Page extract:
——
Much of what we buy in the U.S. is not made here, and hasn’t been for decades. If 2013 is any indication this could be changing, although the next generation of American manufacturing will differ greatly from its predecessor thanks to advanced technologies that rely on information rather than brawn.

Early in the year, President Obama alluded to a manufacturing revival in his 2013 State of the Union Address and backed up this reference with a $1.5 billion fiscal 2014 budget request to help the U.S. Department of Commerce spur the development of new approaches to manufacturing. (pdf) The administration had already committed $1 billion in fiscal 2013 to launch the National Network of Manufacturing Innovation, a group of up to 15 manufacturing research facilities across the country.

U.S. industry has likewise begun to reinvigorate its domestic manufacturing processes in recent years, after long outsourcing the work to cheaper labor in developing countries. But is the revival too late to allow the U.S. to compete effectively with emerging manufacturing powerhouses in Europe and Asia, which in many cases enjoy trade surpluses despite paying their workers higher wages and investing more in new technologies? William Bonvillian, director of the Massachusetts Institute of Technology’s Washington office, poses this question and several others in a Policy Forum to be published Friday in Science.

A big problem, Bonvillian notes, is that U.S. innovation since World War II and the Cold War has focused mostly on early-stage research and development at the expense of investment in prototyping, demonstration, testing and production. The solution, he says, can be found in a number of new technologies and inventive approaches to making things. Some of these include:

  • Making better use of information technology—including computers, radio-frequency ID tags and sensors to improve efficiency. Big data analytics also play a role here, along with advanced robotics, simulation and modeling.
  • Developing new materials that improve product strength and flexibility while reducing weight and production cost. This includes evolving new biomaterials through synthetic biology.
  • Fabricating at the nano scale and embedding nano-features into products to improve efficiency and performance.
  • Mass customizing products with the help of 3-D printing and other additive manufacturing processes. Additive manufacturing processes create 3-D objects based on a computer file by sequentially depositing thin layers of liquid or powdered metals, polymers or other materials on a substrate.
  • Leveraging advances in computing and networking to make product distribution more efficient. One advantage to making things domestically should be that they are easier and cheaper to deliver.
  • Reducing energy requirements throughout the manufacturing process via energy-efficient technology and processes.

Scientific American probed many of these issues in our May 2013 special report on the future of manufacturing and a subsequent Web-based in-depth report on the subject. We featured a new breed of robots designed to work in harmony with human laborers, advanced materials that change both the manufacturing process and the end result, and efforts to expand the use 3-D printers beyond their role as rapid-prototyping machines.

In the old way of thinking, a robot placed in a factory eliminated jobs once performed by humans. Looking ahead, companies should realize that workers are still needed to design, build and program that robot—and that humans can perform certain tasks more cost effectively. Similarly, computer software may streamline a supply chain, eliminating redundant workforce, but people are responsible for writing, testing and implementing that software.

Bonvillian likewise sees new approaches to manufacturing as sound investments central to growing the U.S. economy. The work required to bring production up to speed with traditionally strong investments in R&D will likely keep U.S. businesses busy for quite some time.
——
Data extracts:
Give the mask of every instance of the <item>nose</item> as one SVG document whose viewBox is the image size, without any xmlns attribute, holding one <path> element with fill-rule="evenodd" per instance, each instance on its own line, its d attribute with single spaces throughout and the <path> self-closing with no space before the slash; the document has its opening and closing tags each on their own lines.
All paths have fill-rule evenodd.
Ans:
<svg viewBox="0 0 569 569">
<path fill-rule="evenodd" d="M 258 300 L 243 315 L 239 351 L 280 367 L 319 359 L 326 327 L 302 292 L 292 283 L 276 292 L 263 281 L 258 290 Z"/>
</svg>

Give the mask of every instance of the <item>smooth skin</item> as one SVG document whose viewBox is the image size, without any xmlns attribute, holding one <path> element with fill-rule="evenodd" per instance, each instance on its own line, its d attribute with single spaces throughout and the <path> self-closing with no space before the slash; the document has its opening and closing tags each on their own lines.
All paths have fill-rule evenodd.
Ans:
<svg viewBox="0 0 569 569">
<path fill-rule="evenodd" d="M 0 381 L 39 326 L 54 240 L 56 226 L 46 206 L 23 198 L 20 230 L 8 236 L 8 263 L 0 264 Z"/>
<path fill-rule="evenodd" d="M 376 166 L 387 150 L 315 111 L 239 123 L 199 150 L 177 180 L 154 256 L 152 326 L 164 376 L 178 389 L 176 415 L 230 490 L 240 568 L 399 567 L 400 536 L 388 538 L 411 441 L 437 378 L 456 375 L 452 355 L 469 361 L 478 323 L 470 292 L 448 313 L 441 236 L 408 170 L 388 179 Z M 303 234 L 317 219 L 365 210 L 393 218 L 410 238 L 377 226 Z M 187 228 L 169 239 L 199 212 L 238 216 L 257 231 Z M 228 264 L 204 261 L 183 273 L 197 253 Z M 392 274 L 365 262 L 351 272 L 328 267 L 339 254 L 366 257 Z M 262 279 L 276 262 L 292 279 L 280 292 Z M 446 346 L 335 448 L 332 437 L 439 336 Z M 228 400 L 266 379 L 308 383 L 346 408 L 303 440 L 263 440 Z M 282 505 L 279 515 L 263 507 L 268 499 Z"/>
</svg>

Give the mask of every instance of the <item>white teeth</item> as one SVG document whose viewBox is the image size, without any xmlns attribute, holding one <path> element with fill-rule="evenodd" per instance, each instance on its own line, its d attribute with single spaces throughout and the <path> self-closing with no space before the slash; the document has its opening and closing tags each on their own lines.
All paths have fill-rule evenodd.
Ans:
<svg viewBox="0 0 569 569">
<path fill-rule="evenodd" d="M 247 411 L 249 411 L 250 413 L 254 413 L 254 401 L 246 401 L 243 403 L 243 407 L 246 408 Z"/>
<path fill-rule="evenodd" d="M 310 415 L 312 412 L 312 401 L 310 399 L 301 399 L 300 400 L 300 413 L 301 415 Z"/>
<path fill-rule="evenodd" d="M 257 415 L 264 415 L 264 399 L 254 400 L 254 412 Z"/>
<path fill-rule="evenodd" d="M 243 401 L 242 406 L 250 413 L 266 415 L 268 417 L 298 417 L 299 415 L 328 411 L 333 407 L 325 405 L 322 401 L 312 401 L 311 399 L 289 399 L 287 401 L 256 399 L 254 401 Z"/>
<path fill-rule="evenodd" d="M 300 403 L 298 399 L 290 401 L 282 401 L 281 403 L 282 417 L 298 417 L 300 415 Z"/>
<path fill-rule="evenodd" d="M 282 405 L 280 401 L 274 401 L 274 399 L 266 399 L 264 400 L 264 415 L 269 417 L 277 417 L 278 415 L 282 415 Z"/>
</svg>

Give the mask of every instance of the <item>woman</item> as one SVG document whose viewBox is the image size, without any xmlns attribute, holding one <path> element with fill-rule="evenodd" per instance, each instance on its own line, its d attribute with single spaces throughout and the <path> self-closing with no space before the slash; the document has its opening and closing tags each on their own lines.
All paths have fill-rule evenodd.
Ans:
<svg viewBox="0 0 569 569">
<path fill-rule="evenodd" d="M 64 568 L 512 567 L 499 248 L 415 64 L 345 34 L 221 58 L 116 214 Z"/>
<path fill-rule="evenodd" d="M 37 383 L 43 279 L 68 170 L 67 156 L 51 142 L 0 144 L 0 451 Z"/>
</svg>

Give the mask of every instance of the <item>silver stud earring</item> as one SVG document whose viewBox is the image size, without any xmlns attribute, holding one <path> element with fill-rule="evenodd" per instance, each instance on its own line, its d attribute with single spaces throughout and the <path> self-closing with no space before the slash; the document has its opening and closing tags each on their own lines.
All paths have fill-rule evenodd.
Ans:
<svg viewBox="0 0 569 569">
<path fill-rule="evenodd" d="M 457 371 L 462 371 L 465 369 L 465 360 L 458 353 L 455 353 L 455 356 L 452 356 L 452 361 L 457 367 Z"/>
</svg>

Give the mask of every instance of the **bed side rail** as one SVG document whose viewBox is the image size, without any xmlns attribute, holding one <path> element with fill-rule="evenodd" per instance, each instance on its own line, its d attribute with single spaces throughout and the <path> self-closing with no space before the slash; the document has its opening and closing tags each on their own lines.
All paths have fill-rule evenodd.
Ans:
——
Instructions for the task: In the manufacturing article, how much money had the administration committed in fiscal 2013 to launch the National Network of Manufacturing Innovation?

Answer section: $1 billion